### WHAT TO WORK ON
Transcribe word for word the lines spanning the line with "For every instance of the silver" through the end of the records.

### SOURCE MATERIAL
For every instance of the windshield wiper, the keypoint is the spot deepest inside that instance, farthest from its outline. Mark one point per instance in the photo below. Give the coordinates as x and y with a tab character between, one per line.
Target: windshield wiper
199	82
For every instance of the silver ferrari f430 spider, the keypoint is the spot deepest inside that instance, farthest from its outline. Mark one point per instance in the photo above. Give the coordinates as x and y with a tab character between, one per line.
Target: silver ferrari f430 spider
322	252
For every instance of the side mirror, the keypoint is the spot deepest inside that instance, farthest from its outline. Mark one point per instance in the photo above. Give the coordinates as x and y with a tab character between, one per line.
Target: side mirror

### ANSWER TO THIS PROBLEM
For every instance of the silver ferrari f430 spider, the keypoint is the spot deepest inside that instance, farthest from its outline. Mark one point per instance in the photo above. Give the coordinates as x and y with a tab character between, one per line.
Target: silver ferrari f430 spider
322	252
For every instance of the side mirror, the keypoint is the spot deepest inside that instance, farthest from its outline. Mark one point per instance in the photo above. Give the coordinates as x and y with a tab character between, one per line.
Target: side mirror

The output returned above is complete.